→ EXERCISE REQUIREMENTS: Do these statements agree with the breast cancer MRI abstract below: (a) the database was collected from 2004 to 2006, (b) the classifiers were applied to 212 breast lesions, (c) four-fold cross validation was used for training and recalling? Answer yes or no for each and quote the deciding words of the abstract.

*** READING TEXT Section Begins ***

F. Keyvanfard 1, M. A. Shoorehdeli 2, M. Teshnehlab 3

1Electrical and Computer Eng. Dep, K. N. Toosi University of Technology, Tehran, 16315-1355, Iran

2Faculty of Electrical Engineering, Department of Mechatronics Engineering, Advanced Process Automation & Control Laboratory (APAC), K.N. Toosi University of Technology, Tehran, 16315-1355, Iran

3Faculty of Electrical Engineering, Department of Control Engineering, K. N. Toosi University of Technology, Tehran, 16315-1355, Iran

Correspondence to: F. Keyvanfard , Electrical and Computer Eng. Dep, K. N. Toosi University of Technology, Tehran, 16315-1355, Iran.

Email:

Copyright © 2012 Scientific & Academic Publishing. All Rights Reserved.

Abstract

Breast cancer Dynamic magnetic resonance imaging (MRI) has emerged as a powerful diagnostic tool for breast cancer detection due to its high sensitivity and has established a role where findings from conventional mammography techniques are equivocal[1]. In the clinical setting, the ANN has been widely applied in breast cancer diagnosis using a subjective impression of different features based on defined criteria. In this study, feature selection and classification methods based on Artificial Neural Network (ANN) and Support Vector Machine (SVM) are applied to classify breast cancer on dynamic Magnetic Resonance Imaging (MRI). The database including benign and malignant lesions is specified to select the features and classify with proposed methods. It was collected from 2004 to 2006. A forward selection method is applied to find the best features for classification. Moreover, several neural networks classifiers like MLP, PNN, GRNN and RBF has been presented on a total of 112 histopathologically verified breast lesions to classify into benign and malignant groups. Also support vector machine have been considered as classifiers. Training and recalling classifiers are obtained with considering four-fold cross validation.

*** READING TEXT Section Ends ***
*** SUPPLIED MATERIAL Section Begins ***

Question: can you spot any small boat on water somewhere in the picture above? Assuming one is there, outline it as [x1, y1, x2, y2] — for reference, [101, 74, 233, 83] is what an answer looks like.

*** SUPPLIED MATERIAL Section Ends ***

→ EXERCISE RESULT:
(a) Yes: "It was collected from 2004 to 2006."
(b) No: "a total of 112 histopathologically verified breast lesions"
(c) Yes: "Training and recalling classifiers are obtained with considering four-fold cross validation."